**EXERCISE:** Quote the records below word for word, leaving the pictures out of your answer.

**DATA LISTING:**
• • • • •
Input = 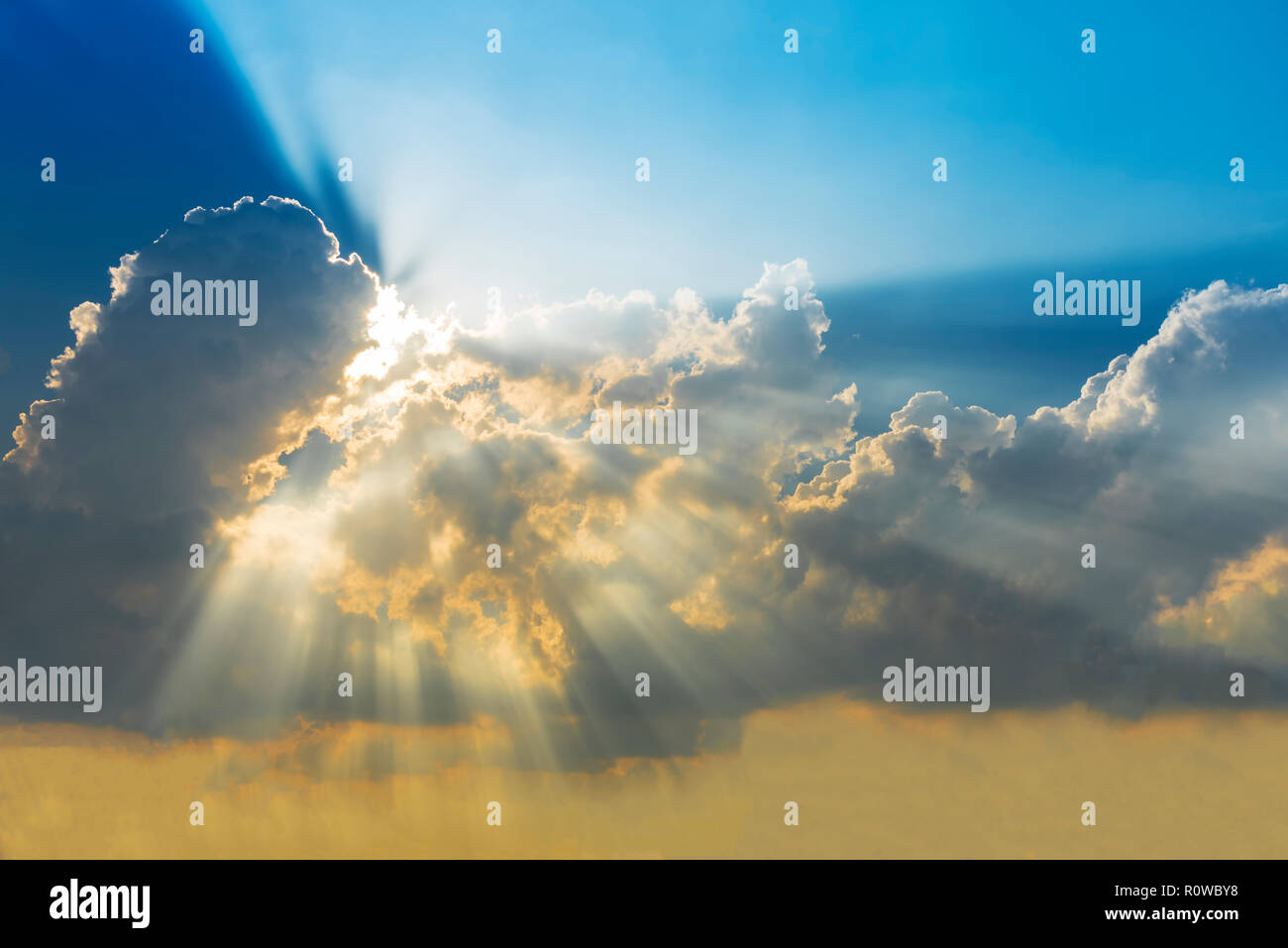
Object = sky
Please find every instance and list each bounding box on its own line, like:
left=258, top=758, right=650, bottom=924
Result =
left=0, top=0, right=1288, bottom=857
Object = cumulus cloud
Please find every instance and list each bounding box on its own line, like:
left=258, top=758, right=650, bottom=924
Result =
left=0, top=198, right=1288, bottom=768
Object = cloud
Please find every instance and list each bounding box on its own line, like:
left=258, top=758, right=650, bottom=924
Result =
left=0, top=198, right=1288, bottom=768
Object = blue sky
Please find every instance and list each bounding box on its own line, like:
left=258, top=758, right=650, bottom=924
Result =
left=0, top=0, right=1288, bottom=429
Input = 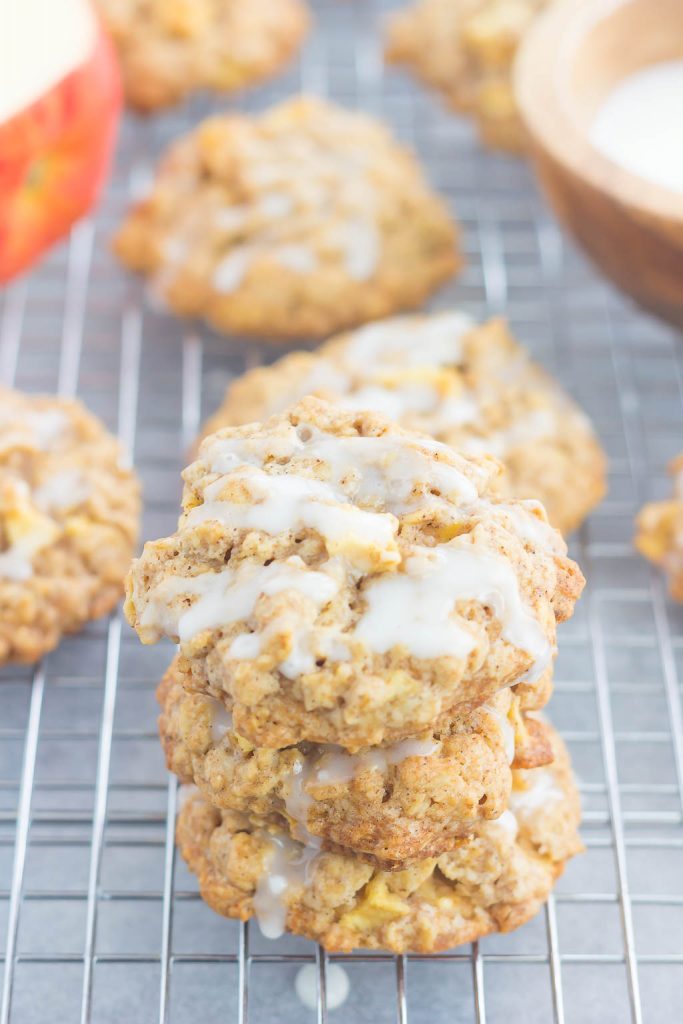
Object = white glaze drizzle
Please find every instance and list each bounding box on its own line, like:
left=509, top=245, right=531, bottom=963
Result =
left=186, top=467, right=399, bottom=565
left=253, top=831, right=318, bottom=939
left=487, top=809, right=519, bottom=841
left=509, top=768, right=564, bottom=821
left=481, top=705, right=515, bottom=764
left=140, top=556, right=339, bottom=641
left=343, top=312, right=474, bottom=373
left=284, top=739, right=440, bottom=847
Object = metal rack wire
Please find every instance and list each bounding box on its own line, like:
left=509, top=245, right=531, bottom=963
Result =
• • • • •
**THE RESULT:**
Input = 
Object = sky
Please find every instance and list each bounding box on its own line, like:
left=258, top=758, right=650, bottom=924
Result =
left=0, top=0, right=1288, bottom=857
Object = cumulus cloud
Please find every instance and list each bounding box on its own line, like:
left=258, top=758, right=650, bottom=924
Result =
left=0, top=198, right=1288, bottom=768
Object = cloud
Please find every instance and list each bounding box on its own line, like:
left=258, top=758, right=650, bottom=924
Result =
left=0, top=198, right=1288, bottom=768
Object = blue sky
Please find every instance and list each bounding box on its own line, like:
left=258, top=758, right=650, bottom=924
Result =
left=0, top=0, right=1288, bottom=429
Input = 
Object = white glaze drizzle
Please find every instance and list each bounding box on its own line, like:
left=509, top=245, right=531, bottom=963
Result =
left=186, top=467, right=399, bottom=565
left=253, top=831, right=318, bottom=939
left=487, top=809, right=519, bottom=841
left=509, top=768, right=564, bottom=821
left=481, top=705, right=515, bottom=764
left=140, top=556, right=339, bottom=641
left=343, top=312, right=474, bottom=373
left=284, top=739, right=440, bottom=847
Object = metal rack wire
Please find every instance and list each bounding box on its own line, like:
left=509, top=245, right=531, bottom=963
Result =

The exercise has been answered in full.